Yazılı Görev 1 = Aşağıdaki satırlardan kaçının "positive" dizesini içerdiğini yalnızca bir sayı olarak belirtin. Büyük ve küçük harf farkı dikkate alınır.

Verilen Metin =
▶
Tarih Öğretmenimiz Yemen GÜLER liderliğindeki öğrencilerimiz 13 Nisan günü Sabiha Gökçen Havaalanından Kosova’nın Başkenti Piriştine’de bulunan Adem Yaşari Havaalanına doğru hareket ettik. Kosova’nın yerel saatinin ülkemizden 1 saat geri olması gezimiz açısından avantaj sağladı bize. Havaalanında pasaport işlemlerimizi yaptıktan sonra rehberimiz Eldar UKA ile buluştuk ve aracımıza binerek hareket ettik. İlk olarak Piriştinede panoramik bir tur yaparak şehri gezmiş olduk. Daha sonra şehirden çıkarak Sultan I. Murad Hüdavendigarın şehit düştüğü bölgeyi, orada Onun için yapılan türbeyi (Meşhed-i Hüdavendigar) ve I. Kosova savaş alanını gezdikten sonra Prizrene doğru hareket ettik. Prizrende Osmanlı döneminden kalma çok sayıda eseri ve Roma döneminden kalma kaleyi gezdik. Gecemizi Prizende otelimizde geçirdik.
İkinci gün Prizrenden Makedonyaya doğru hareket ettik. Yolda yetimler kulesinde mola verdik ve Kosova misafirperverliğine şahit olduk. Bize ikram edilen Erdoğan Paşa tatlısını yedik. Daha sonra Üsküpe vardık. Üsküpte rehberimiz eşliğinde yaptığımız gezi ile şehrin tamamını görme fırsatı bulduk. Özellikle türkülere konu olan Vardar Nehri ve Köprüsü ile Ploştat Meydanı ilgi çekiciydi. Gece Üsküpte konakladık.
Üçüncü gün Üsküpten Ohriye gitmek üzere hareket ettik. Yolda ilk olarak Kalkandeleni gördük. Burada Harabati Tekkesini ziyaret ettik. Tekkede hizmet eden Tetovalı Gazi Cemali ile tanmıştık. Bize tekke hakkında çok güzel hikayeler anlattı. Oradan ayrıldıktan sonra manastıra geçtik. Burada Mustafa Kemal’in eğitim gördüğü ve şimdi müze haline gelen Manastır Askeri İdadisini ziyaret ettik. Yol üzerinde Resne şehrine uğradık ve panoramik bir gezi yaptık. Daha sonra gece konaklayacağımız Ohrid şehrine vardık. Ohrid şehrini ve gölü gezdikten sonra akşam kalacağımız otele geçtik.
◀
Verilen Satırlar =
▶
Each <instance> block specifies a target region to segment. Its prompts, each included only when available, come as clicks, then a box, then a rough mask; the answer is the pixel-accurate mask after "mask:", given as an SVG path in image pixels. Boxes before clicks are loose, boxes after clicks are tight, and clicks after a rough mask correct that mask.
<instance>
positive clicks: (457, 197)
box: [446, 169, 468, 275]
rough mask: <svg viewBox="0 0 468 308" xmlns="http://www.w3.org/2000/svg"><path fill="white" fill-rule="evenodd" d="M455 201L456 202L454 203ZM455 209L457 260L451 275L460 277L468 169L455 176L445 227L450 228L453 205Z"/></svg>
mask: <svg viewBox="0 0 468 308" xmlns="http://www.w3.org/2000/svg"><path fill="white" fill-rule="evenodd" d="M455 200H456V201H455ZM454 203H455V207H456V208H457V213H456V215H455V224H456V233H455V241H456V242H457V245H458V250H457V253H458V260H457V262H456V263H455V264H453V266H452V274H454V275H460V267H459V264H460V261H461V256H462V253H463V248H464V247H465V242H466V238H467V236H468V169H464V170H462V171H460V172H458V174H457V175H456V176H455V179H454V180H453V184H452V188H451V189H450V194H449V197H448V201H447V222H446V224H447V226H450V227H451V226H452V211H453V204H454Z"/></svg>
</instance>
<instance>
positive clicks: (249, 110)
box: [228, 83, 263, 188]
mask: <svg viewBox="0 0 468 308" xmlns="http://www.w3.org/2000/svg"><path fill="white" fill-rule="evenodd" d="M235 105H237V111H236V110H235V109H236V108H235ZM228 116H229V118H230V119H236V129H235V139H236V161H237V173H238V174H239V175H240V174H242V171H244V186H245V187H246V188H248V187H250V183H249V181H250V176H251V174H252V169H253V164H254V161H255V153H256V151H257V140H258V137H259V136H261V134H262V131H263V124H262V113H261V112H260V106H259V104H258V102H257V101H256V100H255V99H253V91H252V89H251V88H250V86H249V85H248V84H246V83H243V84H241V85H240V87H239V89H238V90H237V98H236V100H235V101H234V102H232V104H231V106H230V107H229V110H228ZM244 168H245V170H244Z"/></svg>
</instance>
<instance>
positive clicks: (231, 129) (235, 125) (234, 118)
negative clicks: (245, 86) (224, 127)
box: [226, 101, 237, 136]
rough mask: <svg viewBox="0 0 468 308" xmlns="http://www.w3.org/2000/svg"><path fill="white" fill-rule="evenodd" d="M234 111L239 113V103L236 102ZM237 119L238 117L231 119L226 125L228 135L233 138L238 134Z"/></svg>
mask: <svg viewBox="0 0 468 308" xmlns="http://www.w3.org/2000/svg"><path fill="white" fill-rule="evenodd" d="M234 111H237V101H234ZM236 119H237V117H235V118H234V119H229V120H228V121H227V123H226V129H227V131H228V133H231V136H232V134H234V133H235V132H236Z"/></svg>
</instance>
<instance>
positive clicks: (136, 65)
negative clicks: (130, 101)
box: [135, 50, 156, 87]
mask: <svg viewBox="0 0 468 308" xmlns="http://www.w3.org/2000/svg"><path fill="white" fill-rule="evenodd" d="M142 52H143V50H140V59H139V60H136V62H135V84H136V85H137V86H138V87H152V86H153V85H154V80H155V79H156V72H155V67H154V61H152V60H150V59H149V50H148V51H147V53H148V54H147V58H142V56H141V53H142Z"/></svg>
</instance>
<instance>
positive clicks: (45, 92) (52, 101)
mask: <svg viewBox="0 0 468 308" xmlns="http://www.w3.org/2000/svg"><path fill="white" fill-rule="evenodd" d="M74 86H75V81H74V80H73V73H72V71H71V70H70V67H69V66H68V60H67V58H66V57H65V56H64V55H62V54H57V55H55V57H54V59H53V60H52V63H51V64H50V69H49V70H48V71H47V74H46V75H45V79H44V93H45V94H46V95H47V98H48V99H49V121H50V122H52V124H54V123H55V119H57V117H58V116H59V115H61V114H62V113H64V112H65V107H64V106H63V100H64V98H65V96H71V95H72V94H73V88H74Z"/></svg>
◀
Yazılı Görev 2 = Yukarıdaki Kosova ve Makedonya gezisini anlatan metni son cümlesinden sonra sürdürün.

Sonuç 1 = 5

Sonuç 2 =
Dördüncü gün Ohrid’den ayrılarak önce Struga’ya geçtik. Panoramik bir geziden sonra Arnavutluk’a hareket ettik. Sınır kapısından geçtikten sonra ilk olarak Arnavutluk’a uzun süre hakim olan Enver Hoca tarafından yaptırılan sığınakları gezdik. Sonrasında Elbasan şehrine vardık. Burada Osmanlı döneminden kalma sokakları ve eserleri gördük. Bir sonraki hedefimiz başkent Tiran oldu. Tiranda genel bir gezi yaparak öğle yemeğimizi yedik ve oradan İşkodra’ya geçtik. İşkodra Gölü manzaralı bir yolculuktan sonra İşkodra Kalesi göründü. Şehir turumuzu yaptıktan sonra Karadağ’a geçmek üzere tekrar hareket ettik. Karadağ’a geçişten sonra ilk olarak Başkent Podgorica’ya geçtik. Gece burada konakladık.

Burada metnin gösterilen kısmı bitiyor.